— start of Article —

Engrossed and Enrolled Bills-Messrs. Noel and Lee.
Federal Relations—Messrs. Fleming, Gwyer, Marquette, Young and Dean.
Corporations—Messrs. Stewart, Davis of Cass, Ramsay, Kline and Bramble.
Banks and Currency-Messrs. De Puy, Stewart, Clayes, Kline and Norwood.
County Seats and County Boundaries—Messrs. Davis of Washington, Daily, De Puy, Taffe and Bramble.
Library-Messrs. Gwyer, Norwood, Cooper, Lee and Steele.
Internal Improvements—Messrs. Taffe, Fleming, Briggs, Davis of Cass, and Dean.
Mr. Rankin offered the following resolution:
Resolved, That it shall not be in order to discuss in this House, or take any action whatever, except by reference to appropriate committees; or attempt to enact any local or special laws, until after the passage or other disposal by this House of a Civil Code or act to regulate the practice and proceedings in Courts of Justice-a Criminal Code—an act for the better regulation of Common Schools, and until after the disposal by passage, rejection or otherwise of any other laws of a general nature which may come before it.
Laid over, under rule.
The following joint resolution, from the Council was now taken up and adopted:
Resolved, By the Council and House of Representatives, That a Joint Committee of Two, on the part of the Council, and Three on the part of the House of Representatives, be appointed, to prepare and report Joint Rules for the government of the two bodies.
Committee Messrs. Collier, Briggs and Steele.
By Mr. Mason,
By Mr. Steele,
By Mr. Collier, Of a bill to regulate the appointment and define the powers and duties of Notaries Public.
Also, Of a bill to authorize certain officers to administer oaths and affirmations, and take acknowledgments.
Mr. Rankin moved to suspend the rules, in order to take up the resolution in relation to excluding all local or private bills until certain laws had been acted upon.
On which the ayes and nays were called, with the following result:
Ayes-Messrs. Briggs, Clark, Clayes, Collier, Cooper, Davis of Cass, Davis of Washington, Daily, Dean, Doom, Fleming, Gwyer, Hall, Kline, Lee, Mason, Noel, Rankin, Roeder, Shields, Steele, Taffe, Young.-23.
Nays-Messrs. Bramble, Cassell, De Puy, Marquette, Seymour, Stewart, Wattles.-7.
Resolved, That it shall not be in order to introduce in this House any acts of a local or private character, until after the introduction of a Criminal Code, a Civil Code, Revenue Bill, School Bill and Homestead Bill.
Mr. Davis of Washington moved to lay both resolution and substitute on the table.
The ayes and nays being demanded, a call of the House was ordered.
Absent-Messrs. Clayes, Norwood and Steinberger.

— end of Article —
— start of Supplied entries —

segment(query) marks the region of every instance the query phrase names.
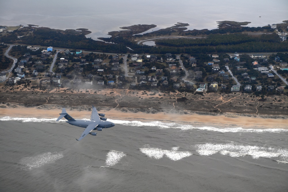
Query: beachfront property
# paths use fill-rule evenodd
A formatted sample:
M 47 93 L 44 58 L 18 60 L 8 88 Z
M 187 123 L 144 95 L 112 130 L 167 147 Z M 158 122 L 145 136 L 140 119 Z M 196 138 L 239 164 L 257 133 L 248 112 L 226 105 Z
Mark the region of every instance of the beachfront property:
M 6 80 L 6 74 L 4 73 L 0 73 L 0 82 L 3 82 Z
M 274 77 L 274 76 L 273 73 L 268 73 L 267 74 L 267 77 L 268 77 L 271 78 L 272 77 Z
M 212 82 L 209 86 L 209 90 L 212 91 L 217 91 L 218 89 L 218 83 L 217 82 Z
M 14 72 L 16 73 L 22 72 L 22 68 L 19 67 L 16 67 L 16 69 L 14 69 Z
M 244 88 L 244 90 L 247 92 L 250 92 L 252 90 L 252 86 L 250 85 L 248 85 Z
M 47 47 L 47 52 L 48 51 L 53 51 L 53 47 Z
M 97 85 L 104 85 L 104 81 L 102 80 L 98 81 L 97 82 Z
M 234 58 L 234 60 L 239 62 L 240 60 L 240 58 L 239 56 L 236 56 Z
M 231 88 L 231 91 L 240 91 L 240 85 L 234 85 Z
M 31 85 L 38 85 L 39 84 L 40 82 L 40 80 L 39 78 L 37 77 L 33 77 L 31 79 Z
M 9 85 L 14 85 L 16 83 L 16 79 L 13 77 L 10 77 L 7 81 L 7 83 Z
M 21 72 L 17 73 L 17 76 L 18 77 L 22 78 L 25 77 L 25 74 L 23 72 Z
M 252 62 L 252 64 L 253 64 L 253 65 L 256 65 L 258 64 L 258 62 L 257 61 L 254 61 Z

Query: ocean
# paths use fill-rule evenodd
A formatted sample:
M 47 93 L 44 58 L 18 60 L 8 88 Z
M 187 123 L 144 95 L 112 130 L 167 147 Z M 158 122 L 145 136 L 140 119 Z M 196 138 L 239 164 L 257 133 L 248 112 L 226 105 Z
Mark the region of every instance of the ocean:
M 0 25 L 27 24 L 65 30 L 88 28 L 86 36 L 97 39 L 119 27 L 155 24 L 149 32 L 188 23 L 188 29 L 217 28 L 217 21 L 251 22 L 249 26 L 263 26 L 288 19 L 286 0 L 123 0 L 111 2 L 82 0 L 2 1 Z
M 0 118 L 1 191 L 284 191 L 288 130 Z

— end of Supplied entries —

Brief 1 - Reproduce the part of the House journal starting at "Federal Relations—Messrs. Fleming, Gwyer, Marquette, Young" and ending at "Lee and Steele.".
Brief 2 - Resume the House journal from the point where it stops.

Task answer 1 -
Federal Relations—Messrs. Fleming, Gwyer, Marquette, Young and Dean.
Corporations—Messrs. Stewart, Davis of Cass, Ramsay, Kline and Bramble.
Banks and Currency-Messrs. De Puy, Stewart, Clayes, Kline and Norwood.
County Seats and County Boundaries—Messrs. Davis of Washington, Daily, De Puy, Taffe and Bramble.
Library-Messrs. Gwyer, Norwood, Cooper, Lee and Steele.

Task answer 2 -
Ayes-Messrs. Bramble, Davis of Cass, Davis of Washington, Daily, Dean, Doom, De Puy, Marquette, Roeder, Seymour, Stewart, Wattles, Young.-13.
Nays-Messrs. Briggs, Cassell, Clark, Clayes, Collier, Cooper, Fleming, Gwyer, Hall, Kline, Lee, Mason, Noel, Rankin, Shields, Taffe.-16.
Mr. Steele moved to amend substitute as follows: After the words “Homestead Bill ” add, or any other laws of a general nature.”
Ayes—Messrs. Bramble, Briggs, Cassell, Clark, Clayes, Collier, Cooper, Dean, Fleming, Gwyer, Hall, Kline, Lee, Mason, Noel, Rankin, Roeder, Seymour, Shields, Steele, Taffe.—21.
Nays-Messrs. Davis of Cass, Davis of Washington, Daily, Doom, De Puy, Marquette, Stewart, Wattles, Young.–9.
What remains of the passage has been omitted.